» EXTRAIT DU TEXTE
***

Cher monsieur … il y a des enfants dans le car
La capitale Ouagadougou est sans doute la ville burkinabè où il est plus facile de trouver un car pour voyager à l’intérieur du pays ou même à l’extérieur. Toutes les compagnies de transport y ont au moins une gare. La concurrence étant très rude dans ce domaine, surtout la direction Bobo-Dioulasso, Ouahigouya et Koudougou, les grandes villes du pays, toutes les compagnies innovent pour capter le plus grand nombre de clients. Sur ces 3 destinations, les cars dits VIP, pour personnalités très importantes, selon la traduction française du sigle, disposent d’écrans télé où il est généralement diffusé des clips, films africains, prestations d’humoristes, etc. Les éléments sonores et vidéos diffusés dans ces compagnies de transports le sont pour tous les passagers alors qu’il y a des enfants dans les cars, voyageant avec leurs parents. C’est ainsi que des clips très osés, à caractère sensuel, sont diffusés en présence d’enfants de rien du tout.

***

» LIGNES DE L'EXERCICE
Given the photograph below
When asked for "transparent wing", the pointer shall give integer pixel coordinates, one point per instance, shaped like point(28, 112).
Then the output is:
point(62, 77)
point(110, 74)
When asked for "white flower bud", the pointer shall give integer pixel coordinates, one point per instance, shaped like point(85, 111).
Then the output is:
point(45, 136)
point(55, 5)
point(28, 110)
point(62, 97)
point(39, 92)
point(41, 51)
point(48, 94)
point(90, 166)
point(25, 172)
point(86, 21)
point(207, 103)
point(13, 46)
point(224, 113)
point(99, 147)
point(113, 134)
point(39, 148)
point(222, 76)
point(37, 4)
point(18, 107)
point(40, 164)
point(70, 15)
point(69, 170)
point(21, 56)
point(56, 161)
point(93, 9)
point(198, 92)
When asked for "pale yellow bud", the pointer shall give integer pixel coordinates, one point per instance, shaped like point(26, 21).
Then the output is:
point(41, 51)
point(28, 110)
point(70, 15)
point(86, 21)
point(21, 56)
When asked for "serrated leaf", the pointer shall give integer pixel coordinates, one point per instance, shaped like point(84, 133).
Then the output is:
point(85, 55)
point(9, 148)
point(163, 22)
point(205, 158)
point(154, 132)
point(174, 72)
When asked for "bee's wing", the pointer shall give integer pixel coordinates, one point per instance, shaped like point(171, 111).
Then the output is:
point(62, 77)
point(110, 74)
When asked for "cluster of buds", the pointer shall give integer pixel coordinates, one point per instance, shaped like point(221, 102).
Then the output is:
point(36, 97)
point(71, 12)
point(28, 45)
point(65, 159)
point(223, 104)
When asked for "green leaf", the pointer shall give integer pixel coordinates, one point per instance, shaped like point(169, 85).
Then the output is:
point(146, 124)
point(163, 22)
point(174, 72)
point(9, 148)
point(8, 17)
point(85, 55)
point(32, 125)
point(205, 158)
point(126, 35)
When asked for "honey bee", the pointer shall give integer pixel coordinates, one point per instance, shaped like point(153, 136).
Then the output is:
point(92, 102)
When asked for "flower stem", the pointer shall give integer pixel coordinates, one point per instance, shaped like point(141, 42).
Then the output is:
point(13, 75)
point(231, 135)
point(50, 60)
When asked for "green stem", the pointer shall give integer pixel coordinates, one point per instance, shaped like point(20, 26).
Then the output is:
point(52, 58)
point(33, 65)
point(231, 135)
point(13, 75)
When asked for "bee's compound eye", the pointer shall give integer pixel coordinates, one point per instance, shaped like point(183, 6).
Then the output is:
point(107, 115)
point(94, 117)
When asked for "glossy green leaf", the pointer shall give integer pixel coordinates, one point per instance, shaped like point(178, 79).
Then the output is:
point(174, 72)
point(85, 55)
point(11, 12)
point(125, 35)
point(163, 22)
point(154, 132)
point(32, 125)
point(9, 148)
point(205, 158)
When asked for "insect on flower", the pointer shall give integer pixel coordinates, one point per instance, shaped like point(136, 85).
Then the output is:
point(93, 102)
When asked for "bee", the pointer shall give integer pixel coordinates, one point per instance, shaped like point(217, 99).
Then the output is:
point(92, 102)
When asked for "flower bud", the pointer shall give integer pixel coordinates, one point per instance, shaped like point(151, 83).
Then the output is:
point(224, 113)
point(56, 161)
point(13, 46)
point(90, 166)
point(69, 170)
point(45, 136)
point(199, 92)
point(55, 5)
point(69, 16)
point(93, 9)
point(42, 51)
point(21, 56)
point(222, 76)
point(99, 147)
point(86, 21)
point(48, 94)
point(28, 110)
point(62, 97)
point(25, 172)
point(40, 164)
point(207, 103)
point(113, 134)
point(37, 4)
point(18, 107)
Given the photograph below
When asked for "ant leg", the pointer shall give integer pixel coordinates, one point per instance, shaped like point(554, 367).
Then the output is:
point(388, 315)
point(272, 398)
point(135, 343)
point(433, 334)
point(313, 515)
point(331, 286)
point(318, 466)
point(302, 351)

***

» CONSIGNE 1
D'après l'extrait sur les cars au Burkina Faso, de quoi disposent les cars dits VIP sur les trois destinations citées ?
» CONSIGNE 2
Sélectionnez chacune des lignes qui contiennent la chaîne « wing », en tenant compte de la casse.
Les lignes n'ont aucun rapport avec l'extrait.

» RÉPONSE ATTENDUE 1
Ils disposent d'écrans télé où sont généralement diffusés des clips, des films africains et des prestations d'humoristes.

» RÉPONSE ATTENDUE 2
When asked for "transparent wing", the pointer shall give integer pixel coordinates, one point per instance, shaped like point(28, 112).
When asked for "bee's wing", the pointer shall give integer pixel coordinates, one point per instance, shaped like point(171, 111).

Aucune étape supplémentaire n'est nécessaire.